-- Task statement --
What is needed is an exact reproduction of the listing, without its pictures.

-- Records --
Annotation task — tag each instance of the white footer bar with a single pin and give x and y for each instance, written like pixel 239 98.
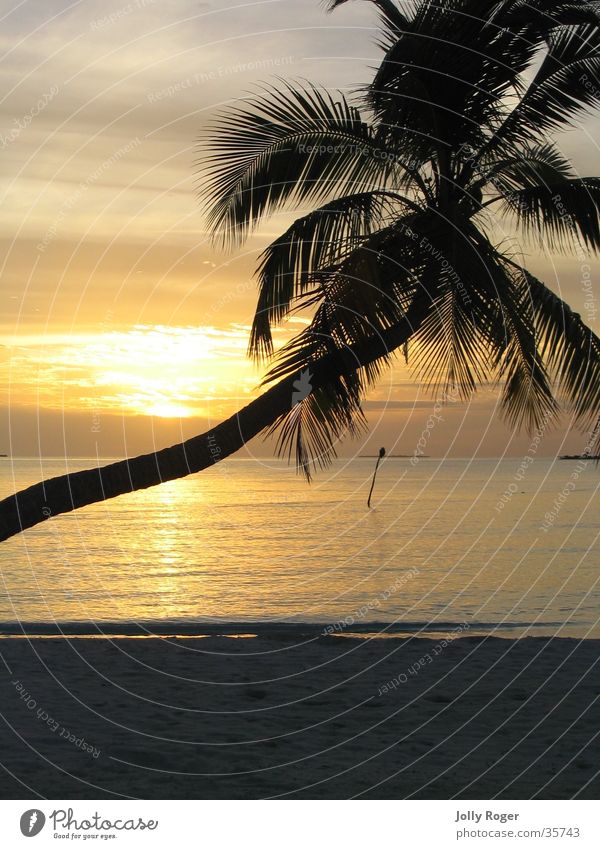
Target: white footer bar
pixel 301 824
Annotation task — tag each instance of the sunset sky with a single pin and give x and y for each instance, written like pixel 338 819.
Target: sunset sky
pixel 122 327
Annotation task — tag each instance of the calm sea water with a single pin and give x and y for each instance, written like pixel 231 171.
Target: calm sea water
pixel 473 545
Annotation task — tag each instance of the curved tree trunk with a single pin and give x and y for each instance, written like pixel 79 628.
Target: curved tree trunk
pixel 62 494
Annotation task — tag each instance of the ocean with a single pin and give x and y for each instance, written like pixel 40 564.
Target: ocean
pixel 506 547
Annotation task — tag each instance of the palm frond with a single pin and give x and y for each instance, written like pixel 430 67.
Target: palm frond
pixel 569 347
pixel 566 84
pixel 313 246
pixel 560 212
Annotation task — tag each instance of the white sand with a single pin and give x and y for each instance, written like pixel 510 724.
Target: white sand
pixel 255 718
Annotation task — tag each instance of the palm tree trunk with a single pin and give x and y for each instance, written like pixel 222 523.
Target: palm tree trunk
pixel 68 492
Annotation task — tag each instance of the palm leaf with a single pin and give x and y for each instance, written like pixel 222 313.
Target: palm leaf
pixel 313 246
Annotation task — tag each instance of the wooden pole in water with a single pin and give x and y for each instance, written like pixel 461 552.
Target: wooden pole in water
pixel 381 456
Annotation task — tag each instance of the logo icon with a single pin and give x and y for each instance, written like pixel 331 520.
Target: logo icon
pixel 302 387
pixel 32 822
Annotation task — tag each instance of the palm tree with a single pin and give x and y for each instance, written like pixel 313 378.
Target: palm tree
pixel 407 184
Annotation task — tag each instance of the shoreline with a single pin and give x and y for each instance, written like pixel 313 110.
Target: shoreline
pixel 269 629
pixel 277 717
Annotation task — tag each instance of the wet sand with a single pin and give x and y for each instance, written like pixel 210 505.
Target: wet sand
pixel 287 716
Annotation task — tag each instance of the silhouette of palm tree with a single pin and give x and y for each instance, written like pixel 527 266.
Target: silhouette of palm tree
pixel 407 184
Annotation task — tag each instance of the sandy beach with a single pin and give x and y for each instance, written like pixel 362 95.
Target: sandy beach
pixel 300 717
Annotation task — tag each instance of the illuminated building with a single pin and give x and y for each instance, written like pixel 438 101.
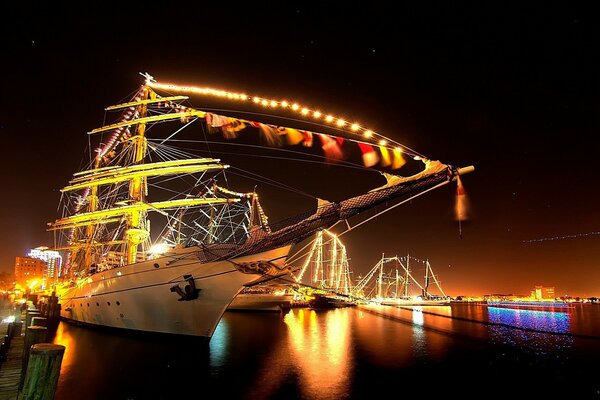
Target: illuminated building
pixel 52 258
pixel 543 292
pixel 27 268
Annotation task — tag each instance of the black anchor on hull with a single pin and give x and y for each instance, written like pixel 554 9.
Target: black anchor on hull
pixel 189 292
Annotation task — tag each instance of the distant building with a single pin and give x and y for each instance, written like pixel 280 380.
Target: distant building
pixel 27 268
pixel 52 258
pixel 543 292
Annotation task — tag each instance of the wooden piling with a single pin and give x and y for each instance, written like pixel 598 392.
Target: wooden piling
pixel 43 371
pixel 39 321
pixel 33 335
pixel 15 329
pixel 29 316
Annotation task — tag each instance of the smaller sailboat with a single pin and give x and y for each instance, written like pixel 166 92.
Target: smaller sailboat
pixel 263 297
pixel 394 287
pixel 212 242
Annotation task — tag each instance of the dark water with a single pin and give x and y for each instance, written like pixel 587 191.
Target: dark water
pixel 347 353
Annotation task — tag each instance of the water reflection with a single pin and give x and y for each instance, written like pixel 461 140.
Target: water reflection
pixel 319 347
pixel 524 328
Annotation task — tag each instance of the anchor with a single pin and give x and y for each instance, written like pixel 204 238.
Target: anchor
pixel 189 292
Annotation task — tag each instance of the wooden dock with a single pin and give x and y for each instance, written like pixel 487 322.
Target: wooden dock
pixel 10 368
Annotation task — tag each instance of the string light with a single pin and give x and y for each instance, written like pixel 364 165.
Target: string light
pixel 303 110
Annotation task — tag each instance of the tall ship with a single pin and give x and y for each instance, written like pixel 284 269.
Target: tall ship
pixel 155 239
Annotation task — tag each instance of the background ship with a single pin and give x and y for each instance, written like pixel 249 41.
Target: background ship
pixel 213 241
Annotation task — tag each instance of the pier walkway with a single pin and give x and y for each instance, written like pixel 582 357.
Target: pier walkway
pixel 10 368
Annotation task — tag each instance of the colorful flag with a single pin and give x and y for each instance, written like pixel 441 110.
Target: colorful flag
pixel 385 156
pixel 307 138
pixel 369 154
pixel 331 148
pixel 460 210
pixel 398 160
pixel 293 136
pixel 270 135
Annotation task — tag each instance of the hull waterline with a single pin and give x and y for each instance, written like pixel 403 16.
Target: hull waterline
pixel 140 297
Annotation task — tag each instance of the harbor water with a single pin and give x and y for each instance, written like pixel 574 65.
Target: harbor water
pixel 465 350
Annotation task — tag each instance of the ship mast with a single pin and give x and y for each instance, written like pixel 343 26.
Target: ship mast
pixel 137 231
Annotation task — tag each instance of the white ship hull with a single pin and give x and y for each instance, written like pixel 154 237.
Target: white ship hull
pixel 138 297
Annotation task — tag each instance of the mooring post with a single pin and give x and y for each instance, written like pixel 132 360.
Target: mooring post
pixel 29 316
pixel 33 335
pixel 43 370
pixel 15 329
pixel 39 321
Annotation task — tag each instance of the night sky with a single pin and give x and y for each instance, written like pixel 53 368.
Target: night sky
pixel 512 90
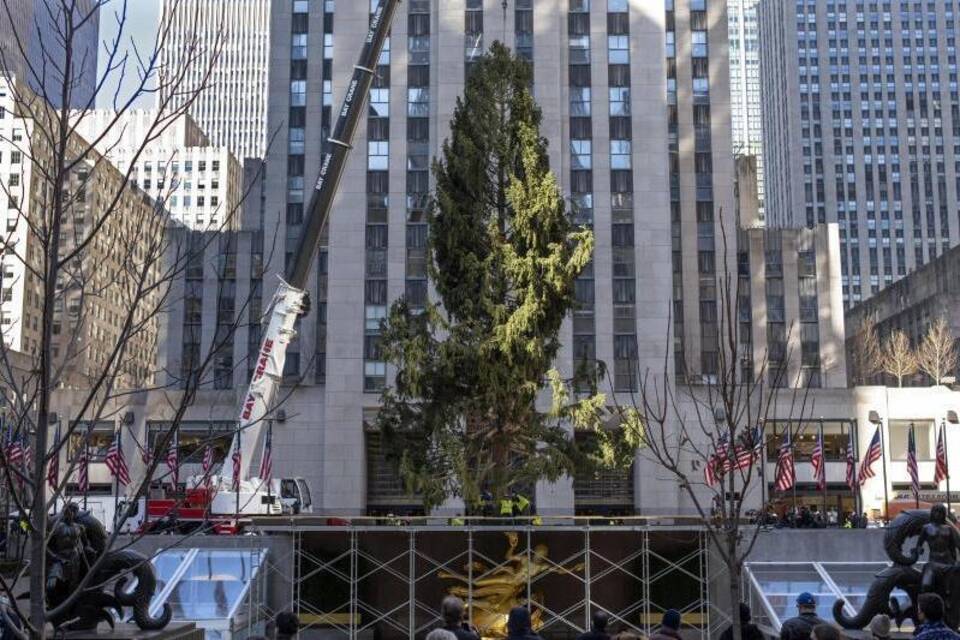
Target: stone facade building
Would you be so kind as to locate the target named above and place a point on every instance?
(861, 119)
(232, 109)
(98, 289)
(200, 185)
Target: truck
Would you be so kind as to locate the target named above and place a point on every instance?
(223, 500)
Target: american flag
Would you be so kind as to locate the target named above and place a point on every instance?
(83, 482)
(173, 462)
(750, 449)
(266, 461)
(116, 462)
(943, 471)
(851, 465)
(236, 464)
(874, 453)
(14, 448)
(715, 467)
(817, 461)
(53, 468)
(912, 467)
(27, 451)
(786, 475)
(207, 459)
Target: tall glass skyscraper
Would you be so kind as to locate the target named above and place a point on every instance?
(861, 125)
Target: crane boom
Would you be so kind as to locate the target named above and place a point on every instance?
(289, 300)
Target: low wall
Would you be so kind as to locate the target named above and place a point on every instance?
(821, 545)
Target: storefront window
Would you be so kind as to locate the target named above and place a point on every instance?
(836, 435)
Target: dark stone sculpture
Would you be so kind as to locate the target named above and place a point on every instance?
(941, 574)
(77, 541)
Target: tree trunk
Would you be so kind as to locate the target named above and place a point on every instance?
(734, 571)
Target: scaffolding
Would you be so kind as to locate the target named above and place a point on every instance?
(359, 580)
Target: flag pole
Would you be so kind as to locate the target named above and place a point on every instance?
(763, 472)
(270, 440)
(6, 506)
(943, 434)
(823, 461)
(236, 476)
(883, 459)
(916, 488)
(56, 480)
(116, 478)
(86, 464)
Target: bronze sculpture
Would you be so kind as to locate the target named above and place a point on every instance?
(77, 542)
(940, 575)
(495, 591)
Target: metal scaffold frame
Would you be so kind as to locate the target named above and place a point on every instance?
(386, 581)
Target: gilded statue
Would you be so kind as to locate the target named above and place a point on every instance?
(495, 591)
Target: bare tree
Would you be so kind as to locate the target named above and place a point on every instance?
(937, 355)
(864, 354)
(899, 358)
(95, 260)
(710, 437)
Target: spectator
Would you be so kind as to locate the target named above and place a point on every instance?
(801, 626)
(441, 634)
(519, 626)
(598, 628)
(669, 626)
(748, 630)
(287, 625)
(930, 610)
(451, 610)
(880, 627)
(825, 632)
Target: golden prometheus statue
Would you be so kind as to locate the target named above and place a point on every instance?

-- Answer section --
Annotation task — tag each instance of the white footer bar with a single pin and give x and y for each instance, written like pixel 239 98.
Target: white footer bar
pixel 301 824
Annotation task — tag each instance of the sunset sky with a single pin and give x and y for each instance, written like pixel 338 819.
Target: sunset sky
pixel 122 327
Annotation task — tag each instance of the calm sea water with a single pin and give x and y for each instance, written like pixel 231 171.
Target: calm sea water
pixel 473 545
Annotation task — tag each instance of the curved tree trunk with a single pin and give x and y for each instance, written like pixel 79 628.
Target: curved tree trunk
pixel 62 494
Annotation task — tag each instance of the ocean with a single pin and give x and y for each instance, written like pixel 40 564.
Target: ocean
pixel 506 547
Annotation task — tag each instance of the palm frond with a single pin and give x and y for each instance, written like pixel 430 67.
Target: palm frond
pixel 569 347
pixel 566 84
pixel 313 246
pixel 560 212
Annotation task — tag each instance of the white sand with a single pin and give x and y for each instance, written like pixel 510 724.
Target: white sand
pixel 255 718
Annotation task — tag each instance of the palm tree trunk with a single pin and give x and y for each instance, written like pixel 222 523.
Target: palm tree trunk
pixel 68 492
Annotation task — tag each instance of the palm leaf with a single pin and give x and y for each instance, written like pixel 222 313.
Target: palm leaf
pixel 313 246
Annotation task — tag each instance of the wooden pole in water with a single pin and give x and y for each instance, written like pixel 461 552.
Target: wooden pole in water
pixel 381 456
Annotation task — tag each instance of the logo icon with a single pin and give x and y for each instance, written like pixel 331 520.
Target: logo icon
pixel 302 387
pixel 32 822
Annotation task — tag each instance of the palm tree with a single pin and give x and y for each instance, written like pixel 313 378.
Target: palm tree
pixel 407 184
Annotation task — tag each instance of the shoreline with a single pin and give x and y for each instance, written like pixel 313 110.
Target: shoreline
pixel 269 629
pixel 277 717
Annotation task — tag each instance of the wet sand with a single pin and give x and y for each instance, written like pixel 210 505.
Target: wet sand
pixel 287 716
Annotation task — tag each instance of the silhouette of palm tree with a single pin and give x and y for each instance, written like pixel 527 266.
Target: silhouette of palm tree
pixel 407 184
Annotation task — tag each instance of the sandy beach with a single pin and give x and y for each instance, written like pixel 362 95.
Target: sandy beach
pixel 300 717
Annotation task — tag each instance of the illuminated building with a single pin and give x and y for each instance, written like pixel 438 101.
Target: illuminated building
pixel 52 258
pixel 543 292
pixel 27 268
Annotation task — tag each instance of the black anchor on hull with a single pin and give x and y for each instance, written like pixel 554 9.
Target: black anchor on hull
pixel 189 292
Annotation task — tag each instance of the distant building with a single pin and give x and y for each instance, written like pixel 280 380.
Target: distant building
pixel 27 268
pixel 52 258
pixel 543 292
Annotation task — tag each instance of the wooden piling with a single pin and give x and y for each instance, written like pixel 598 392.
Target: wooden piling
pixel 43 371
pixel 39 321
pixel 33 335
pixel 15 329
pixel 29 316
Annotation task — tag each instance of the smaller sailboat with a single pin and give x and y for each instance, written like pixel 166 92.
Target: smaller sailboat
pixel 263 297
pixel 394 287
pixel 212 242
Annotation task — tag each instance of the dark water with a single pin and give x and y for each instance, written like pixel 587 191.
Target: dark water
pixel 347 353
Annotation task — tag each instance of the water reflection with a single pin and give x and y for each instance, written like pixel 461 140.
Target: water reflection
pixel 319 347
pixel 524 328
Annotation task — tag each instance of the anchor with a single pin and give x and y for each instance, written like pixel 204 238.
Target: anchor
pixel 189 292
Annotation task — tag each instance of the wooden dock with a single pin and give x and y for each instance, written like pixel 487 322.
Target: wooden dock
pixel 10 368
Annotation task — tag each instance of the string light with a single pin and give x and y for each instance, written like pixel 364 165.
Target: string light
pixel 303 110
Annotation task — tag each instance of the tall ship with a single pin and give x and y for each instance, written like pixel 284 269.
Target: tall ship
pixel 155 239
Annotation task — tag each instance of the background ship with a single pin and give x and y for each instance, written like pixel 249 41.
Target: background ship
pixel 213 241
Annotation task — tag each instance of the pier walkway with a single pin and give x and y for each instance, written like pixel 582 357.
Target: pier walkway
pixel 10 368
Annotation task — tag each instance of the colorful flag with a single pin and give x and y for each instance, written like pixel 441 110.
Target: colorful flag
pixel 385 156
pixel 307 138
pixel 369 154
pixel 331 148
pixel 460 210
pixel 398 160
pixel 293 136
pixel 270 135
Annotation task — tag each instance of the hull waterline with a single pin and give x and y for each instance, written like pixel 403 16.
Target: hull waterline
pixel 140 297
Annotation task — tag each instance of the harbor water with a single pin and give x and y for each instance, written like pixel 574 65.
Target: harbor water
pixel 465 350
Annotation task — tag each instance of the ship mast with a single pin and give x and y for each instance, written like pixel 343 26.
Target: ship mast
pixel 137 231
Annotation task — tag each instance of the white ship hull with a single pin and give x and y for each instance, written like pixel 154 237.
Target: white ship hull
pixel 138 297
Annotation task — tag each instance of the mooring post with a single pin and give x and y for each instance, written like pixel 132 360.
Target: mooring post
pixel 29 316
pixel 33 335
pixel 43 370
pixel 15 329
pixel 39 321
Annotation task — tag each instance of the night sky with a single pin and give x and y for each instance, written like pixel 53 368.
Target: night sky
pixel 512 90
Target: stone facade building
Would you be so kind as to locate the target named above and place a point on every instance?
(861, 119)
(232, 109)
(98, 289)
(200, 185)
Target: truck
Would you be so kind as to locate the target named above and place a point on every instance?
(223, 500)
Target: american flag
Would you be so kind as to locate the target named above and place a point on every instance?
(83, 482)
(173, 462)
(750, 449)
(266, 461)
(116, 462)
(943, 471)
(851, 465)
(236, 464)
(874, 453)
(14, 448)
(715, 467)
(817, 461)
(53, 468)
(912, 467)
(27, 451)
(786, 475)
(207, 459)
Target: tall glass skyscraper
Would you be so kind as to locate the target named above and place a point on every instance?
(861, 125)
Target: crane boom
Would you be so kind as to locate the target named above and place a point on every instance?
(289, 300)
Target: low wall
Would you be so kind as to locate the target named above and place a point on every instance?
(821, 545)
Target: storefront window
Would you be so kind as to locate the target named above and place a point on every instance?
(836, 435)
Target: dark stone sculpture
Would you be so kind as to locate the target named above and place a point on every instance?
(941, 574)
(77, 541)
Target: tree trunk
Would you be so kind as to locate the target named above and place a point on every instance?
(734, 571)
Target: scaffolding
Would you be so kind as to locate the target named above and place a point on every instance?
(359, 580)
Target: flag pole
Would you be so kind as to locate the target named above and place a point on every instance?
(763, 472)
(270, 440)
(6, 506)
(943, 434)
(823, 461)
(236, 476)
(883, 459)
(916, 488)
(56, 480)
(116, 478)
(86, 464)
Target: bronze sculpture
Would you be so kind as to locate the target named above and place a point on every instance?
(77, 542)
(940, 575)
(495, 591)
Target: metal scaffold frame
Would you be so kind as to locate the target named above and place a point on every instance?
(386, 581)
Target: gilded statue
Would you be so kind as to locate the target named above and place a point on every instance?
(495, 591)
Target: bare tree
Would you be so kind as to locate the target named above and place a point on every instance?
(937, 355)
(864, 354)
(899, 358)
(95, 260)
(710, 437)
Target: spectator
Would you be so kind as to locate the target named above and place a point on every instance?
(801, 626)
(441, 634)
(519, 626)
(598, 628)
(669, 626)
(748, 630)
(287, 625)
(930, 610)
(451, 610)
(880, 627)
(825, 632)
Target: golden prometheus statue
Would you be so kind as to locate the target named above and place a point on every instance?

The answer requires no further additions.